EXTRACT TO READ -
########################################

Plant-mediated synthesis of thermally stable metal-polystyrene nanocomposites for antioxidant and antibacterial food packaging

Abstract

Annually, millions of individuals are hospitalized worldwide because of illnesses attributed to foodborne pathogens. With the surge in foodborne diseases, the importance of reliable and optimized food packaging has become more crucial than ever. Okra (Abelmoschus esculentus) seed extract was utilized as a mediator for synthesizing thermally stable nanoparticles (NPs) of Fe0, Zn0, Ag0, Fe2O3, ZnO, and Ag2O. These NPs were subsequently incorporated into polystyrene (PS) sheets to fabricate NPs-PS composites. Nanoparticle synthesis with a uniform morphology and size range of 20–60 nm was confirmed through various characterization techniques, including surface plasmon resonance, Fourier transform infrared (FTIR) spectroscopy, Raman spectroscopy, scanning electron microscopy (SEM), X-ray diffraction (XRD), and energy-dispersive X-ray (EDX) techniques. The antioxidant potential, as determined by the 2,2-diphenylpicrylhydrazyl (DPPH) free radical scavenging and Phosphomolybdenum assay, followed the order of Silver > Iron > Zinc. Conversely, the antimicrobial potential, evaluated through the agar well diffusion method, was in the order of Silver ≈ Zinc > Iron. Zero-valent metal NPs and NPs-PS Composites exhibited superior results compared to metal oxide NPs and NPs-PS Composites. Lemon and Apple slices wrapped in NPs-PS composite sheets exhibited significantly improved shelf life compared to pure PS, demonstrating the high effectiveness of metal NPs modified composites for food packaging by protecting it from oxidative decay and microorganisms.

########################################

INPUT DATA -
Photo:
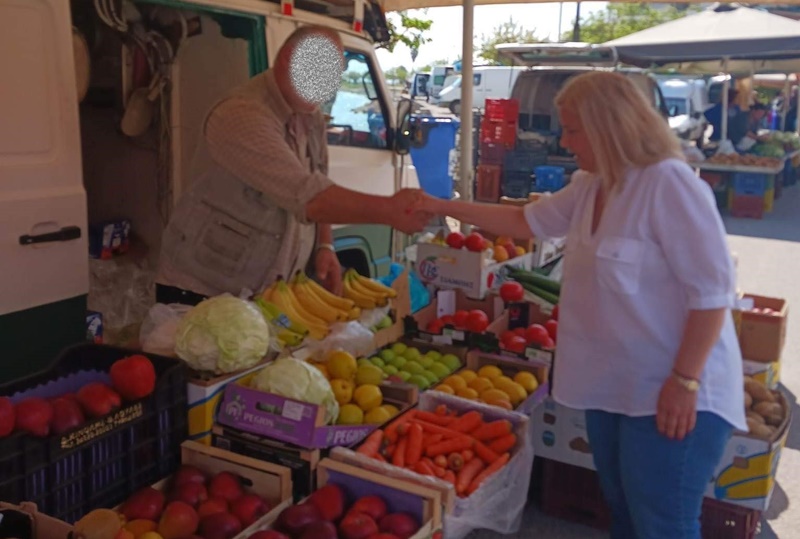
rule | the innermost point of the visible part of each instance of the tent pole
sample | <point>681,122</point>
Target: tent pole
<point>466,104</point>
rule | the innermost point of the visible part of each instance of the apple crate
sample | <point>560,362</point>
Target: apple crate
<point>101,462</point>
<point>423,504</point>
<point>297,422</point>
<point>271,482</point>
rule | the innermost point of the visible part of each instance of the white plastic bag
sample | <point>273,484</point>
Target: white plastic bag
<point>157,334</point>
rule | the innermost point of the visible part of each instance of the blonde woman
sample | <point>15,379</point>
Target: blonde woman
<point>646,341</point>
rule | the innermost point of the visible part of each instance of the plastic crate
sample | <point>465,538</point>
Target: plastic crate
<point>549,178</point>
<point>487,186</point>
<point>516,184</point>
<point>501,109</point>
<point>105,460</point>
<point>749,183</point>
<point>747,206</point>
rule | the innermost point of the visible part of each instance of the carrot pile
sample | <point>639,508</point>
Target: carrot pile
<point>461,449</point>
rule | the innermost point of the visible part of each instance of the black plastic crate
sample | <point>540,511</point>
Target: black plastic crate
<point>105,460</point>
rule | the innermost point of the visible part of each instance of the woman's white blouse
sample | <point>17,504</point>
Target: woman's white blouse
<point>660,250</point>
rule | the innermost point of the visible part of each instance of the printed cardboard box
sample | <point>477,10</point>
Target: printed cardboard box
<point>746,473</point>
<point>443,267</point>
<point>559,434</point>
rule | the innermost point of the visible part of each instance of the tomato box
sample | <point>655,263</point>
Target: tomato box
<point>448,302</point>
<point>297,422</point>
<point>272,483</point>
<point>444,267</point>
<point>25,520</point>
<point>423,504</point>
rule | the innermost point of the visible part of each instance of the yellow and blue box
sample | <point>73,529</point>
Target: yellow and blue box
<point>205,397</point>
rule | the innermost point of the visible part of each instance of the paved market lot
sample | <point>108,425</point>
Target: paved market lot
<point>769,264</point>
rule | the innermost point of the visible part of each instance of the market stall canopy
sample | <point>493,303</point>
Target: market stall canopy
<point>723,31</point>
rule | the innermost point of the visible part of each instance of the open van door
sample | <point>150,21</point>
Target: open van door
<point>43,245</point>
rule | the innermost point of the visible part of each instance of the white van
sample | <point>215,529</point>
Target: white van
<point>686,100</point>
<point>490,82</point>
<point>78,76</point>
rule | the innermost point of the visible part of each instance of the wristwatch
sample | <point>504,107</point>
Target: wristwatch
<point>689,384</point>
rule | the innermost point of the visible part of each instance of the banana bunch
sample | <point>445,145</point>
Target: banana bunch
<point>325,305</point>
<point>366,293</point>
<point>290,332</point>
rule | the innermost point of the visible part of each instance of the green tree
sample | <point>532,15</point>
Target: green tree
<point>618,20</point>
<point>507,32</point>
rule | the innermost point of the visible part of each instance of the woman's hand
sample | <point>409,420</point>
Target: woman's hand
<point>677,410</point>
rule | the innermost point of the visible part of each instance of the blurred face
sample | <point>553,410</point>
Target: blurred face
<point>574,139</point>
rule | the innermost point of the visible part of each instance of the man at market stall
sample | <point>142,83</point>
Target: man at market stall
<point>646,341</point>
<point>261,204</point>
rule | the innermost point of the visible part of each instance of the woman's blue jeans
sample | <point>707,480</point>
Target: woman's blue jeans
<point>653,485</point>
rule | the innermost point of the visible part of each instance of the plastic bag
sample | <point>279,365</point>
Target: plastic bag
<point>157,334</point>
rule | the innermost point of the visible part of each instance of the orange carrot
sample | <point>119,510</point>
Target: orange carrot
<point>467,422</point>
<point>414,445</point>
<point>449,446</point>
<point>490,431</point>
<point>399,457</point>
<point>485,454</point>
<point>501,445</point>
<point>372,444</point>
<point>489,470</point>
<point>467,474</point>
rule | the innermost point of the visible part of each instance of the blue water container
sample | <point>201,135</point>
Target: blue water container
<point>434,139</point>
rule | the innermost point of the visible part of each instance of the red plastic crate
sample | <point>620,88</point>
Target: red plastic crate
<point>488,182</point>
<point>747,206</point>
<point>502,109</point>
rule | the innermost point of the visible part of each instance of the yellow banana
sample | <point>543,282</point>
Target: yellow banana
<point>325,295</point>
<point>313,304</point>
<point>375,286</point>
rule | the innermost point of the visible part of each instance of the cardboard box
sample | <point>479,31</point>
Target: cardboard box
<point>559,433</point>
<point>205,397</point>
<point>423,503</point>
<point>768,374</point>
<point>32,523</point>
<point>746,472</point>
<point>763,335</point>
<point>444,267</point>
<point>448,302</point>
<point>302,462</point>
<point>297,422</point>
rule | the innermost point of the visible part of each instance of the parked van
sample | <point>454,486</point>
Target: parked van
<point>78,77</point>
<point>490,82</point>
<point>686,100</point>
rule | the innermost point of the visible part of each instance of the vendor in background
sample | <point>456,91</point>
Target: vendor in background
<point>261,203</point>
<point>646,341</point>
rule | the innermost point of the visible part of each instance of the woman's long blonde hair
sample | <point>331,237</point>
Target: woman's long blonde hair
<point>623,127</point>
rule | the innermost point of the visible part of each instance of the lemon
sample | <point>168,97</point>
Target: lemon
<point>368,397</point>
<point>527,380</point>
<point>490,371</point>
<point>350,414</point>
<point>342,365</point>
<point>377,416</point>
<point>467,374</point>
<point>342,390</point>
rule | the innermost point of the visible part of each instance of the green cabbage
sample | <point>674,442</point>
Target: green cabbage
<point>222,334</point>
<point>296,379</point>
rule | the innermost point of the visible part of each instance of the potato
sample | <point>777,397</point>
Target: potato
<point>758,391</point>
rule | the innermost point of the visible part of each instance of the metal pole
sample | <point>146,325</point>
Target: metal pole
<point>466,104</point>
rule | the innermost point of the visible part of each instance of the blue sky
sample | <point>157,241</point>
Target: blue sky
<point>447,21</point>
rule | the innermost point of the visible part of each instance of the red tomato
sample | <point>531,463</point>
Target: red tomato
<point>461,319</point>
<point>477,321</point>
<point>511,291</point>
<point>536,334</point>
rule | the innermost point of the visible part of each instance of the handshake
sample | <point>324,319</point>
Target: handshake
<point>411,210</point>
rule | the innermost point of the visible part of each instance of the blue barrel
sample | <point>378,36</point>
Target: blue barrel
<point>434,139</point>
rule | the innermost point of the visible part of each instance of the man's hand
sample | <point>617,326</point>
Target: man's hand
<point>408,216</point>
<point>329,271</point>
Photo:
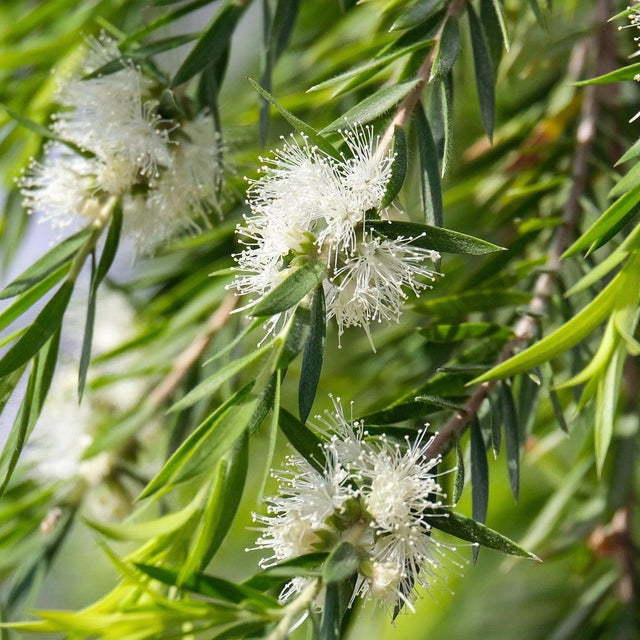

########################################

WHAT YOU WILL DO -
1: According to the nanocomposite abstract, what served as the mediator for synthesizing the nanoparticles?
2: Please translate this sentence from the nanocomposite abstract into Spanish: "Annually, millions of individuals are hospitalized worldwide because of illnesses attributed to foodborne pathogens."
3: Which nanoparticles does the nanocomposite abstract say were synthesized? Name every one.

ANSWER LIST -
1: Okra (Abelmoschus esculentus) seed extract.

2: Cada año, millones de personas son hospitalizadas en todo el mundo a causa de enfermedades atribuidas a patógenos transmitidos por los alimentos.

3: Fe0, Zn0, Ag0, Fe2O3, ZnO, Ag2O